* WHAT YOU NEED TO DO *
a: Name every compound that the text on applying kattha masala to babies' lips lists as a source of the healing properties of khadir extracts.
b: Reproduce the part of the kattha masala text starting at "The obsession with" and ending at "a colouring agent.", keeping every word and punctuation mark unchanged.

The obsession with rosy lips along with many other beauty standards has interesting ways of trickling down into our homes. In some parts of the country, more commonly in Uttar Pradesh, kattha masala, the peachy-red paste slathered on betel leaves, is applied to a baby’s lips to make them rosy. Is this practice beneficial?
Kattha is extracted from the heartwood of the Acacia catechu tree (khair/khadir) that is highly prized for its medicinal qualities. The extracts of this deciduous tree have been used in tanning animal hide/skin (and later in dyeing textiles) since the 17th century. So, there is some logic behind using kattha as a colouring agent.
The safety of continuing this practice over a period of time hasn’t been tested by modern methods. At present, most ayurvedic practitioners assure that no harm can come from applying kattha masala. This is because the paste is derived from khadir whose heartwood extracts have been used for treating many oral disorders such as gingivitis, mouth ulcers and cuts for several centuries. Much of the extracts’ healing properties occur because of the presence of
Tannins: responsible for imparting a tart taste to fruits such as grapes. Tannins are good for healing oral cuts, bleeding gums, bruises and works as an anti-inflammatory agent
Catechins: have antioxidant and antimicrobial properties
Flavonoids: have anti-inflammatory properties
Taxifolin: have antibacterial properties
It is important to understand that the colour of the lip, like the complexion of a person, is genetically predetermined. It can be altered by a dye/compound only as long as you use it. Consulting a doctor who might have had the opportunity to study the long-term effects of such a practice on newborns might help you and your family arrive at an informed decision.

* RECORDS SUPPLIED *
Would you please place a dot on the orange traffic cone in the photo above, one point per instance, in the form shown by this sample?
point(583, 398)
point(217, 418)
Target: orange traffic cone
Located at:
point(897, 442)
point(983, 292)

* SOLUTIONS TO THE EXERCISE *
a: Tannins, catechins, flavonoids, taxifolin

b:
The obsession with rosy lips along with many other beauty standards has interesting ways of trickling down into our homes. In some parts of the country, more commonly in Uttar Pradesh, kattha masala, the peachy-red paste slathered on betel leaves, is applied to a baby’s lips to make them rosy. Is this practice beneficial?
Kattha is extracted from the heartwood of the Acacia catechu tree (khair/khadir) that is highly prized for its medicinal qualities. The extracts of this deciduous tree have been used in tanning animal hide/skin (and later in dyeing textiles) since the 17th century. So, there is some logic behind using kattha as a colouring agent.